++++ GIVEN RECORDS
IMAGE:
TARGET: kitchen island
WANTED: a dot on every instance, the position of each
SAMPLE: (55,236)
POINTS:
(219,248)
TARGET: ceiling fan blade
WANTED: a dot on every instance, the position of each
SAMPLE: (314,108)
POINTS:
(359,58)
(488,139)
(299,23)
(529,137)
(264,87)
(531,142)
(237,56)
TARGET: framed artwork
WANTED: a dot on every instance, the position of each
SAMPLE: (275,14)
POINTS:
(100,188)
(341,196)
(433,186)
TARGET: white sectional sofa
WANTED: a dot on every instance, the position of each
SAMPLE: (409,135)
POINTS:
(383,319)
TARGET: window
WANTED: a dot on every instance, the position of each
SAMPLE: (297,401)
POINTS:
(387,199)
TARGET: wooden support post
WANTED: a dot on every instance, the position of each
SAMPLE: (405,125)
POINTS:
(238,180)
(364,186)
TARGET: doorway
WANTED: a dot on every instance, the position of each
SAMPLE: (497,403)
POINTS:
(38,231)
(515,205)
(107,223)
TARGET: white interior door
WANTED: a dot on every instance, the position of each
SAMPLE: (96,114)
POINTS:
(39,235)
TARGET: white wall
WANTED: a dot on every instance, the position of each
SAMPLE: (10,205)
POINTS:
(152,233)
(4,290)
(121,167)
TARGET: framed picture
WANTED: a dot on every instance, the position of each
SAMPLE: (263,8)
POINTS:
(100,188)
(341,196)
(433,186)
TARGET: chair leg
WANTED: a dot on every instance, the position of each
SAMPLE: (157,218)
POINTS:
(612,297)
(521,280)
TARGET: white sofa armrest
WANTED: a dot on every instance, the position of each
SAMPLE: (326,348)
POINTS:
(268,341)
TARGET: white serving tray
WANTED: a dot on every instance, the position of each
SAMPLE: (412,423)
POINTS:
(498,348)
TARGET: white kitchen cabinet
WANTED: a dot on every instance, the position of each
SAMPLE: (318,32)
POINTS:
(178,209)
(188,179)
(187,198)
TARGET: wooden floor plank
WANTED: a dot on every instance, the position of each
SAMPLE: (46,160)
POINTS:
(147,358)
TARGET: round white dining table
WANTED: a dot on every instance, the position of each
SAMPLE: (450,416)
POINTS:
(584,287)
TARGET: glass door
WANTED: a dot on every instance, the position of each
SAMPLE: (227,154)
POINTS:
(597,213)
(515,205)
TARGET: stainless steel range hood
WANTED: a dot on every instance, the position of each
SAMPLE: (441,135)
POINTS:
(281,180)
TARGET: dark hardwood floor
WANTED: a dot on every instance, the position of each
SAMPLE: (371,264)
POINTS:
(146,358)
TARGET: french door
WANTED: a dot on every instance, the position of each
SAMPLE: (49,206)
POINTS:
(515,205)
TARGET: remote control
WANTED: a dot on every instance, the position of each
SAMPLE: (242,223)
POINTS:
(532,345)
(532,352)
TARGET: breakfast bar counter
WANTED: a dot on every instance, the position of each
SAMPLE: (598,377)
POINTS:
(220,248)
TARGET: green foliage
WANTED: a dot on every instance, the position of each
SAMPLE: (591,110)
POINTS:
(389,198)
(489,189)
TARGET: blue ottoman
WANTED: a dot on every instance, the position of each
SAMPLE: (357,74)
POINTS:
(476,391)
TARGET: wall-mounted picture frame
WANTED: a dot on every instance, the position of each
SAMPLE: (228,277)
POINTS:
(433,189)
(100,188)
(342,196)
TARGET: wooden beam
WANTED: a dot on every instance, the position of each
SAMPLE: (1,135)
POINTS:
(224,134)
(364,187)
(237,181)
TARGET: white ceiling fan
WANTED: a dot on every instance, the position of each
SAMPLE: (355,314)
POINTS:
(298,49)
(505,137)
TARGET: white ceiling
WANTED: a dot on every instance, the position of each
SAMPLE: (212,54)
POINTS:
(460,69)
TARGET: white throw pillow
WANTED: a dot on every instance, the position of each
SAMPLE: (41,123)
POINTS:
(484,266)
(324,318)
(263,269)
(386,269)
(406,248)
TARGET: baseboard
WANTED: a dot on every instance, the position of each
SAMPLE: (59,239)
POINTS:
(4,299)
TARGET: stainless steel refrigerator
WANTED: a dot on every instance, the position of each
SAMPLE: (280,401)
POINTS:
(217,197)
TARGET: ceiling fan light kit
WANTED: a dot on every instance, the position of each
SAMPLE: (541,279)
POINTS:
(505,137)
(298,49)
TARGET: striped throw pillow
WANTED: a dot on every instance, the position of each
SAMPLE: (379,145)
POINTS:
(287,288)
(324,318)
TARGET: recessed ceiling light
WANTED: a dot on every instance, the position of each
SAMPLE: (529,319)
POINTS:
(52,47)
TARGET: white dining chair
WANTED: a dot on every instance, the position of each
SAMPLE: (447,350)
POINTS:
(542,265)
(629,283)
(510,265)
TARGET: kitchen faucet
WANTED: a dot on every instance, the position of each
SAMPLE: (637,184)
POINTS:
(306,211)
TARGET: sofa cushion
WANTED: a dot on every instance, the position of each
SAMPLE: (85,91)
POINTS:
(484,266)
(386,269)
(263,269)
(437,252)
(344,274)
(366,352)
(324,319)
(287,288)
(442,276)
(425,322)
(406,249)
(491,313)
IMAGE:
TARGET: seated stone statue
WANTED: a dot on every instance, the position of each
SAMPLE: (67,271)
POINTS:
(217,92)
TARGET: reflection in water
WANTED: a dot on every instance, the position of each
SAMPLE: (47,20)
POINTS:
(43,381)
++++++++
• [ASSIGNMENT]: Could you transcribe the entries exactly, from the first line through the line containing "TARGET: white interior door", and give nothing more?

• [SOLVED PROBLEM]:
IMAGE:
TARGET: kitchen island
WANTED: a dot on every instance, the position of each
SAMPLE: (55,236)
POINTS:
(219,248)
TARGET: ceiling fan blade
WANTED: a dot on every instance, the position of each
SAMPLE: (314,108)
POINTS:
(359,58)
(488,139)
(299,23)
(529,137)
(264,87)
(531,142)
(237,56)
TARGET: framed artwork
WANTED: a dot on every instance, the position of each
SAMPLE: (275,14)
POINTS:
(100,188)
(341,196)
(433,186)
TARGET: white sectional sofa
WANTED: a dot on every instance, the position of each
SAMPLE: (409,135)
POINTS:
(383,319)
TARGET: window
WANTED: a dot on every instance, the position of each
SAMPLE: (297,401)
POINTS:
(387,199)
TARGET: wooden support post
WANTED: a dot on every instance, the position of each
SAMPLE: (405,125)
POINTS:
(238,180)
(364,186)
TARGET: doorway
WANTED: a dot on every instance, the position of each
SAMPLE: (497,403)
POINTS:
(38,231)
(515,205)
(107,223)
TARGET: white interior door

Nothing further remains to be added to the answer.